> **СТАТЬЯ**:
«Рецепт приготовления Миндального печенья»: Прежде — в пену сбей белки; Натолки Вместе с сахаром ванили, Всыпь в белки душистой пыли. И миндальным молоком Это все разбавь потом. После легкою рукою Замеси миндаль с мукою И скорей Тесто в формочки налей…
Замысловатые кулинарные пасьянсы и бескрайнее обжорство, блеск пиршества, утонченность дегустации, безумные шалости гурманов — всем этим буквально пронизана плоть литературы. Не только раблезианской или гоголевской, булгаковской или зощенковской… У Марселя Пруста, изысканного вечного странника в поисках утраченного времени, вдруг появляется вполне осязаемое видение: пирожное «мадлен» — еле ощутимая крохотка, несущая на себе, не сгибаясь, огромное здание воспоминаний.

> **ЧТО СДЕЛАТЬ**:
1 > Коротко перескажите абзац статьи о еде в литературе, который начинается словами «Замысловатые кулинарные пасьянсы». Главные факты должны остаться.
2 > Перечислите все продукты из рецепта миндального печенья в статье о еде в литературе.
3 > Продолжите статью о еде в литературе с того места, где она заканчивается.
Следующие далее строки взяты из другого источника.

Фрагмент набора данных:
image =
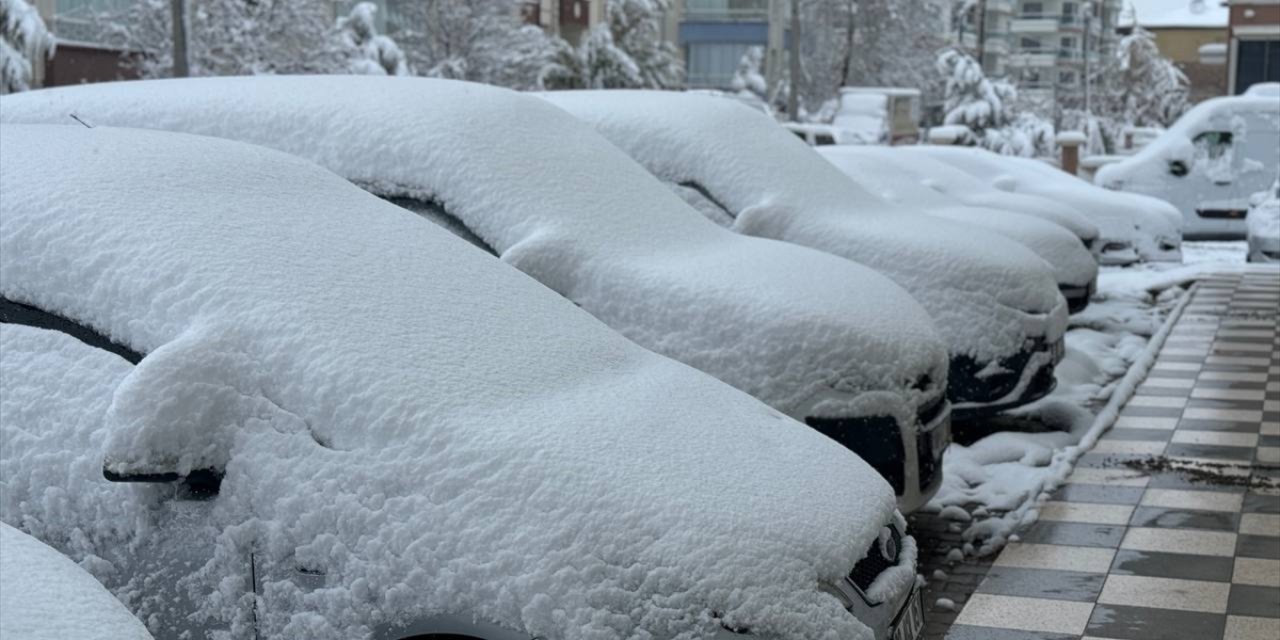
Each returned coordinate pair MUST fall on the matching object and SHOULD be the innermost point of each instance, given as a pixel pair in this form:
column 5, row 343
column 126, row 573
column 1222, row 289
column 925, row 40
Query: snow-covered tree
column 972, row 99
column 986, row 109
column 1146, row 88
column 373, row 53
column 476, row 40
column 867, row 42
column 231, row 37
column 625, row 51
column 23, row 42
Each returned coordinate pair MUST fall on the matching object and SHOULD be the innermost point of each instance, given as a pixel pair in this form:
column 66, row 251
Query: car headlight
column 888, row 545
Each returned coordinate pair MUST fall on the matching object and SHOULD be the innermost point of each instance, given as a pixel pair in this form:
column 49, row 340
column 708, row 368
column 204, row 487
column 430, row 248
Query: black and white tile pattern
column 1170, row 526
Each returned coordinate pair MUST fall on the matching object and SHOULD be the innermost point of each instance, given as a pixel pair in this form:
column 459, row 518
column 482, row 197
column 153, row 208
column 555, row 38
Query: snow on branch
column 24, row 41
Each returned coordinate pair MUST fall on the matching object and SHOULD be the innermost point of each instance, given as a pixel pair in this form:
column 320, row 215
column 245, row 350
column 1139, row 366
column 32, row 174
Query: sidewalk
column 1170, row 526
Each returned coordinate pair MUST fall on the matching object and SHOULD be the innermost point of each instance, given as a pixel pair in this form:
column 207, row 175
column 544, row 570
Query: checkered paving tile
column 1170, row 526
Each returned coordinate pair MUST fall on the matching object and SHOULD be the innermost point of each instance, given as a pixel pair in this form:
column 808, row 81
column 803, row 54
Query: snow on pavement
column 995, row 484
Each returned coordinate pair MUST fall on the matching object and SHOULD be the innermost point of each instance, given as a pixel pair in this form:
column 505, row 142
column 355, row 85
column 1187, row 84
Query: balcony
column 727, row 10
column 1034, row 23
column 1033, row 58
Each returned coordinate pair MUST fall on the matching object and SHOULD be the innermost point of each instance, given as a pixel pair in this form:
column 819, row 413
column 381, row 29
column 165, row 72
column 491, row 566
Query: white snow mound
column 429, row 429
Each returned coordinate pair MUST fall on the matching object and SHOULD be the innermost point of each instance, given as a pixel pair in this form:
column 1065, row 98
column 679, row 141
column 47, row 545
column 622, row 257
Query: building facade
column 1255, row 48
column 1047, row 48
column 713, row 35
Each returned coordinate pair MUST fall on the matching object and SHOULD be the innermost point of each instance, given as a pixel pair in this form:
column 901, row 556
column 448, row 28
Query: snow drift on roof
column 556, row 200
column 1176, row 13
column 432, row 430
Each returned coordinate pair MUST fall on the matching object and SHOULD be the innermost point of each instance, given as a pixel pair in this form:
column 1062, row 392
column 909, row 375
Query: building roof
column 1208, row 14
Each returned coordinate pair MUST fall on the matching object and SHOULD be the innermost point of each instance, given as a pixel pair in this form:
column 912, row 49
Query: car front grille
column 874, row 439
column 873, row 563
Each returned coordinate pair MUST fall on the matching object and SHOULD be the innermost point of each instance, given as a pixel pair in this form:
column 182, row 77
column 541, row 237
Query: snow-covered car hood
column 978, row 287
column 887, row 174
column 429, row 428
column 48, row 597
column 1150, row 164
column 557, row 201
column 968, row 190
column 1148, row 229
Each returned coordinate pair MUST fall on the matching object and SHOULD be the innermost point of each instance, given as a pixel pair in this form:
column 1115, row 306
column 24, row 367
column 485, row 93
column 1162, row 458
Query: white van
column 1207, row 164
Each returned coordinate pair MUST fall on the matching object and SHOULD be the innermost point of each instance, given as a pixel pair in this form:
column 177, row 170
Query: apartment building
column 1045, row 46
column 81, row 54
column 713, row 35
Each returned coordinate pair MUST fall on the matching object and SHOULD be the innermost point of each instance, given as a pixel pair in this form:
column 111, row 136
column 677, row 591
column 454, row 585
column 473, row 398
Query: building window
column 712, row 64
column 1257, row 60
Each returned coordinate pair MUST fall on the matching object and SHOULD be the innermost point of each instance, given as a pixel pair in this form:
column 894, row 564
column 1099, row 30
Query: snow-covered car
column 542, row 191
column 341, row 421
column 1264, row 225
column 1133, row 228
column 1207, row 164
column 992, row 298
column 888, row 174
column 970, row 191
column 45, row 595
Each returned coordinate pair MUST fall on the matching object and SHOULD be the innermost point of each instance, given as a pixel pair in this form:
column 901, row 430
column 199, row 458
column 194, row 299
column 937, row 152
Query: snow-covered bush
column 23, row 42
column 986, row 108
column 625, row 51
column 373, row 54
column 231, row 37
column 749, row 76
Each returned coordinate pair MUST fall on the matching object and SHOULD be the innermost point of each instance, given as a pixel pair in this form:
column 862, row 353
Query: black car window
column 435, row 213
column 18, row 312
column 1216, row 144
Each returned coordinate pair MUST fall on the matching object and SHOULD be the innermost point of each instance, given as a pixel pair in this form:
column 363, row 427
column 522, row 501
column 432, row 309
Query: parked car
column 973, row 191
column 342, row 421
column 1207, row 164
column 1264, row 224
column 1133, row 228
column 785, row 324
column 993, row 300
column 45, row 595
column 888, row 174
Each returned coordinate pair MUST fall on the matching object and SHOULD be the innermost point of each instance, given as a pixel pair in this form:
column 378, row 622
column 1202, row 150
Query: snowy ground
column 992, row 487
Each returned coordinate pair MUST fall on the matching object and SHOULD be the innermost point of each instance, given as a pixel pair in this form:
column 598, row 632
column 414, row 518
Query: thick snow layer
column 44, row 595
column 1109, row 351
column 986, row 293
column 429, row 429
column 888, row 176
column 1143, row 225
column 1211, row 14
column 1264, row 218
column 1226, row 147
column 785, row 324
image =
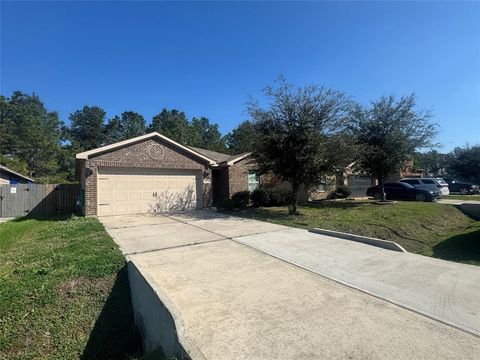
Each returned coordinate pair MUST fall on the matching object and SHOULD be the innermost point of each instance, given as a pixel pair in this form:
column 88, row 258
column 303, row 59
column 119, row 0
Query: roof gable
column 112, row 147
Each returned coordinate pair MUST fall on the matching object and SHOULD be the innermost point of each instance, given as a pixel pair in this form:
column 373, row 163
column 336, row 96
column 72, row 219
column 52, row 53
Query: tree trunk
column 294, row 204
column 382, row 188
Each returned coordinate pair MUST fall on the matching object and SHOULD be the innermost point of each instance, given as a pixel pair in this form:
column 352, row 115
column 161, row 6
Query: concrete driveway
column 245, row 289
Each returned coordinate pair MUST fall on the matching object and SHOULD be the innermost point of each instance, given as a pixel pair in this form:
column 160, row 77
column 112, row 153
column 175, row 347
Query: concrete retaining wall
column 156, row 320
column 385, row 244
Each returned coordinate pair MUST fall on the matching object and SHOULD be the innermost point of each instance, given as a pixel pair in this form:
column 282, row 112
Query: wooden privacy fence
column 38, row 199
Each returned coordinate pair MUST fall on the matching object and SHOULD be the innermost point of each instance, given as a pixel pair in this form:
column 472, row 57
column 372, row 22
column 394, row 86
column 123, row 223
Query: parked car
column 461, row 187
column 427, row 184
column 443, row 186
column 404, row 191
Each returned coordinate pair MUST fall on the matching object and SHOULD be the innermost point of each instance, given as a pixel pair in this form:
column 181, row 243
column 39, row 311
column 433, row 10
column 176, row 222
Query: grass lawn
column 462, row 197
column 430, row 229
column 64, row 292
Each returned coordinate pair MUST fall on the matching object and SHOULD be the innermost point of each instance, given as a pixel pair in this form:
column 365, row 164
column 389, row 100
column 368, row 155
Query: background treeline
column 463, row 163
column 36, row 142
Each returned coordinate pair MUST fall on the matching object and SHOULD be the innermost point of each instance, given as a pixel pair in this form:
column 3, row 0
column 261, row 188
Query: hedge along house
column 153, row 173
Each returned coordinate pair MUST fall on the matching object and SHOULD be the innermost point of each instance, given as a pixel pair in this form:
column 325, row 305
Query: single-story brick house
column 8, row 176
column 152, row 173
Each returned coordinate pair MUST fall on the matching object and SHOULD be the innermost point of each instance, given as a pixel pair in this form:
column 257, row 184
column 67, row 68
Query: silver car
column 427, row 184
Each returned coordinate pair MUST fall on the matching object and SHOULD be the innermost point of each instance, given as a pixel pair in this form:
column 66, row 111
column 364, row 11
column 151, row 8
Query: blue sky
column 206, row 58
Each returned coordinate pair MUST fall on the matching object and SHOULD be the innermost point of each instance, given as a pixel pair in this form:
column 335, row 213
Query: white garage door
column 135, row 191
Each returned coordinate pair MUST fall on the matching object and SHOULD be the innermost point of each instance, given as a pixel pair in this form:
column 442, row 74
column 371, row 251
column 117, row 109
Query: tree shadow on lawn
column 114, row 335
column 462, row 248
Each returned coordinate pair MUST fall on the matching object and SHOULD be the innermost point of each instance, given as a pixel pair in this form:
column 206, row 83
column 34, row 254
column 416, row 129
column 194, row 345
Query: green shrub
column 271, row 197
column 241, row 199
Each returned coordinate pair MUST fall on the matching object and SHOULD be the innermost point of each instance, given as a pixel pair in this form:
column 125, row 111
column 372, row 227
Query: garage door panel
column 129, row 191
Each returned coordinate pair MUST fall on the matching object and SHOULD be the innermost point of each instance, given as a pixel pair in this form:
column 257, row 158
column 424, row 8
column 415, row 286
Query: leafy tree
column 30, row 135
column 292, row 134
column 240, row 139
column 113, row 130
column 388, row 133
column 132, row 125
column 464, row 163
column 205, row 135
column 87, row 128
column 431, row 162
column 173, row 124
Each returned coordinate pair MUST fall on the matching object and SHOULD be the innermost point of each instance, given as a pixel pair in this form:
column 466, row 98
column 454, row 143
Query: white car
column 428, row 184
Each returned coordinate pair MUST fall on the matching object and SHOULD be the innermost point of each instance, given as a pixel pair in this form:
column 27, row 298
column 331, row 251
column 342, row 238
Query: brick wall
column 238, row 175
column 151, row 153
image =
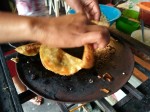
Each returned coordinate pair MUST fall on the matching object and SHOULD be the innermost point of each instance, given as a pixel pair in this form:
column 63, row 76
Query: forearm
column 14, row 28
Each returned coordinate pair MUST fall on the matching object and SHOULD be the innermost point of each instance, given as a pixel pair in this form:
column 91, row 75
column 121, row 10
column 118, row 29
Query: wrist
column 40, row 28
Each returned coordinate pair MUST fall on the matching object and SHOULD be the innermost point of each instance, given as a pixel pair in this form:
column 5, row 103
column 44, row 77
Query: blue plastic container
column 111, row 13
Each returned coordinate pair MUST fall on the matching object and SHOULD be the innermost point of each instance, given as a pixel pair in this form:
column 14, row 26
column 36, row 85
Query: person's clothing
column 6, row 5
column 11, row 65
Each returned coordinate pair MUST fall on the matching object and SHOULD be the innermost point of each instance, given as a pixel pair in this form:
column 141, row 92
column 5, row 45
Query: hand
column 90, row 7
column 69, row 31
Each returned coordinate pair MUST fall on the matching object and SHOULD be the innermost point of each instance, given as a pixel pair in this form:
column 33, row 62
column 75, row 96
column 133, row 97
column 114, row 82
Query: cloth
column 11, row 65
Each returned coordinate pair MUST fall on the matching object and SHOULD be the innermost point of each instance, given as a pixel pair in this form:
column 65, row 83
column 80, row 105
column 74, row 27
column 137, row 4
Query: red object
column 145, row 12
column 11, row 64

> **ОТВЕТЫ**:
1 > Литература буквально пропитана темой еды: тут и кулинарные изыски, и обжорство, и пиры, и дегустации, и выходки гурманов. Это есть не только у Рабле, Гоголя, Булгакова и Зощенко. Даже у Пруста появляется пирожное «мадлен», крохотное, но несущее на себе огромное здание воспоминаний.

2 >
- белки
- сахар
- ваниль
- миндальное молоко
- миндаль
- мука

3 >
«Наше меню, — вспоминает герой Пруста, — подобно розеткам, высекавшимся в XIII столетии на порталах соборов, до известной степени отражало смену времен года и череду человеческой жизни, и к постоянной основе завтрака (яйца, котлеты, картофель, варенье, бисквиты) Франсуаза добавляла то камбалу, потому что торговка поручилась за ее свежесть; то превосходную индейку с рынка в Русенвильле-Пен; то испанские артишоки с мозгами, потому что она никогда еще нам их так не готовила; то жареного барашка, потому что на свежем воздухе аппетит разгуливается, а нагулять его к обеду семи часов хватит; то шпинат — для разнообразия; то абрикосы — потому что они еще редкость; то смородину, потому что через две недели она уже сойдет, и т. п.» («По направлению к Свану»).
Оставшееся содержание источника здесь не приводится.